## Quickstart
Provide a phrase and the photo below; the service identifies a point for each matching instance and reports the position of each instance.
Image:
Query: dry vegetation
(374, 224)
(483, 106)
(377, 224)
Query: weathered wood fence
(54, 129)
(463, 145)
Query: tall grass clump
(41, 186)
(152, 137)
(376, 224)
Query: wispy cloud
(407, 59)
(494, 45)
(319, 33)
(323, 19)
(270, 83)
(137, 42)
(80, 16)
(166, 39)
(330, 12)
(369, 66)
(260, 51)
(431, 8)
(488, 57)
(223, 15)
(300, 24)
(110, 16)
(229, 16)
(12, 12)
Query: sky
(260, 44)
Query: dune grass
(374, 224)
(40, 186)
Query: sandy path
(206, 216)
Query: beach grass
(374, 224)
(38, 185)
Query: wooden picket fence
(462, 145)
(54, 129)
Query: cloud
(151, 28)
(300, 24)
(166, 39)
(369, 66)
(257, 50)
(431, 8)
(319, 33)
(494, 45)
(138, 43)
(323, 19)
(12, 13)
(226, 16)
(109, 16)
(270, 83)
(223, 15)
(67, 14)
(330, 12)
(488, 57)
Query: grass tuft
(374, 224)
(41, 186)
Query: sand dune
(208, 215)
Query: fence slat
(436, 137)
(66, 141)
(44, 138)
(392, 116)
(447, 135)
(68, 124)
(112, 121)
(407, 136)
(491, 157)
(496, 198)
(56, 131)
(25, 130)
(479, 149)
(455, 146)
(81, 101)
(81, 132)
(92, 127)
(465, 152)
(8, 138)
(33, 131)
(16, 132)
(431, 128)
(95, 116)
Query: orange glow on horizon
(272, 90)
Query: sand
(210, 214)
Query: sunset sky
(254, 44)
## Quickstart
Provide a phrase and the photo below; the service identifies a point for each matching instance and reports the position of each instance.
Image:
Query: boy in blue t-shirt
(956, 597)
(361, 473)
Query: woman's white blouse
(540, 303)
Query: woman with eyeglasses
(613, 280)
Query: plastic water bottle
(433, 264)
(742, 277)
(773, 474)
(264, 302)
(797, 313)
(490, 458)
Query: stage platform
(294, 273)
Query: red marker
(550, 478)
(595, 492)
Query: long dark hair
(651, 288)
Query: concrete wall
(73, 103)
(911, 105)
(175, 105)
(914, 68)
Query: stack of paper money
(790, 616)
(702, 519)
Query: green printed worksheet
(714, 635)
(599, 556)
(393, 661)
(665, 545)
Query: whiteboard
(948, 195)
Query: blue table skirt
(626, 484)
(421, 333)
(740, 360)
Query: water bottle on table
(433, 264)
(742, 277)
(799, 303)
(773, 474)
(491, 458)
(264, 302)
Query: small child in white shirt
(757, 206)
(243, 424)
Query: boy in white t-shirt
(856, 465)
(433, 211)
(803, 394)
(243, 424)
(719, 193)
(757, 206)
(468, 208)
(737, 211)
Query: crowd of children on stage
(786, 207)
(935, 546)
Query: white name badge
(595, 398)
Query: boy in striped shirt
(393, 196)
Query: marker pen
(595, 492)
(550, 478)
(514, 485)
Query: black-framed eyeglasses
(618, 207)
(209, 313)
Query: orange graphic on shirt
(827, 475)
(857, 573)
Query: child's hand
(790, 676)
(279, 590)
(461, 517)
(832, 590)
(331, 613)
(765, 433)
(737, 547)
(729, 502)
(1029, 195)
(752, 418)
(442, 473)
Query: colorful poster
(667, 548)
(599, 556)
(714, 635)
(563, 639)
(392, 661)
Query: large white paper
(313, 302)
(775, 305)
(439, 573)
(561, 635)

● ● ● ●

■ Given instruction
Please scale the part that opens with the line containing "Query: child's hand" and runs through the last line, both ends included, by rewriting every line in it. Multiply each point coordinate by 0.35 and round to whole numbers with halves going up, leaving the text after each "Query:" unchanged.

■ Result below
Query: child's hand
(277, 237)
(98, 207)
(161, 181)
(291, 207)
(116, 215)
(268, 152)
(258, 191)
(255, 176)
(360, 68)
(263, 146)
(155, 166)
Query: colorful poster
(233, 192)
(210, 195)
(250, 222)
(197, 224)
(137, 231)
Query: large white paper
(110, 106)
(271, 107)
(154, 201)
(196, 222)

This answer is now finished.